Prompt 1 ->
Answer these questions from the forum post on Xorter's H function.
(a) In the quoted question, what does the asker say they are not familiar with?
(b) What two conditions on s decide which definition of Xorter's H function applies?
(c) In the equation, what is eta set equal to?

Article ->
It might be incorrect according to the graph.

This was a reply to me asking, "I'm not familiar with H(x); sorry. How do you define/implement it? What function in fatou.gp are you using?"

First off, this post should never have been posted here in the fatou.gp discussion since Xorter's H function has nothing to do with fatou.gp.  Xorter's H function has two different definitions (ignoring the subtle use of both superfunctions of eta) depending on whether s<2 or s>=2.   Let's focus on only on the 2nd definition for S>=2.  For integer values of S, Xorter's pari-gp code for H(a,s,b) is equivalent to the following equation.

\( H(a,s,b) = \exp^{[\circ(s-2)]}_\eta(b \cdot \log^{[\circ(s-2)]}_{\eta}(a))\;\;\;\eta=\exp(1/e) \)

Prompt 2 -> Filter the rows below, keeping only those that contain the string "floor". Case counts.

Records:
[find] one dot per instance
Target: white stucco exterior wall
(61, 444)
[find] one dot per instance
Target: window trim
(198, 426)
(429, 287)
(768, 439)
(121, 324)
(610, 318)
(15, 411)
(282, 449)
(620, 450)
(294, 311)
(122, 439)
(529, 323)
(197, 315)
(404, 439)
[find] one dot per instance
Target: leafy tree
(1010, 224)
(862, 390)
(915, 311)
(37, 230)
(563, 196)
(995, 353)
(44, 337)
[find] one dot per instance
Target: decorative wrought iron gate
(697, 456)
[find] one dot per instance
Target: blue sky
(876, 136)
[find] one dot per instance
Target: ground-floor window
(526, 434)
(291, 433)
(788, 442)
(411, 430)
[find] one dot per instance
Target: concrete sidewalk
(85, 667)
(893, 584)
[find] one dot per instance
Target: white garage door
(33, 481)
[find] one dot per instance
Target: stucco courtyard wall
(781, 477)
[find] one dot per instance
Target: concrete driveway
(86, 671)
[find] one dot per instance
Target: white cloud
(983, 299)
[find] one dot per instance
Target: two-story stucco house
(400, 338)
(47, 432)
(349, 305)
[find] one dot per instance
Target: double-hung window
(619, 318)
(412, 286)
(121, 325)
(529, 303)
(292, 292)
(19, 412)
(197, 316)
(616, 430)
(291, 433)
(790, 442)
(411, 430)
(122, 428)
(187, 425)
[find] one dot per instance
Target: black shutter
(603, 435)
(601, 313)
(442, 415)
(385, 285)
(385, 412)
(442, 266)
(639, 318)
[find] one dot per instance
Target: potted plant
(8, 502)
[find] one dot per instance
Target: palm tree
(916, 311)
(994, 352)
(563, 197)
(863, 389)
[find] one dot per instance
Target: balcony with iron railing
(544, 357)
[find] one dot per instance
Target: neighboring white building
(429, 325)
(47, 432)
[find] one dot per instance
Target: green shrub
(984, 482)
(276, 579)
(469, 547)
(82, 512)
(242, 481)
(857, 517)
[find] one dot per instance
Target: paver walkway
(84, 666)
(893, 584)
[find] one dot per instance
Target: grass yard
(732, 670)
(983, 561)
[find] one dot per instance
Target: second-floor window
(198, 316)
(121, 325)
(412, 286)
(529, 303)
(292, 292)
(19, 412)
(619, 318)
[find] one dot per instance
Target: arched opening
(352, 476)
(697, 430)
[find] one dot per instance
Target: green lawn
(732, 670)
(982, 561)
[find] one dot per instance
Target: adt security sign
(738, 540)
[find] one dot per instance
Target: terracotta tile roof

Written answer 1 ->
(a) H(x)
(b) Whether s<2 or s>=2
(c) exp(1/e)

Written answer 2 ->
Target: ground-floor window
Target: second-floor window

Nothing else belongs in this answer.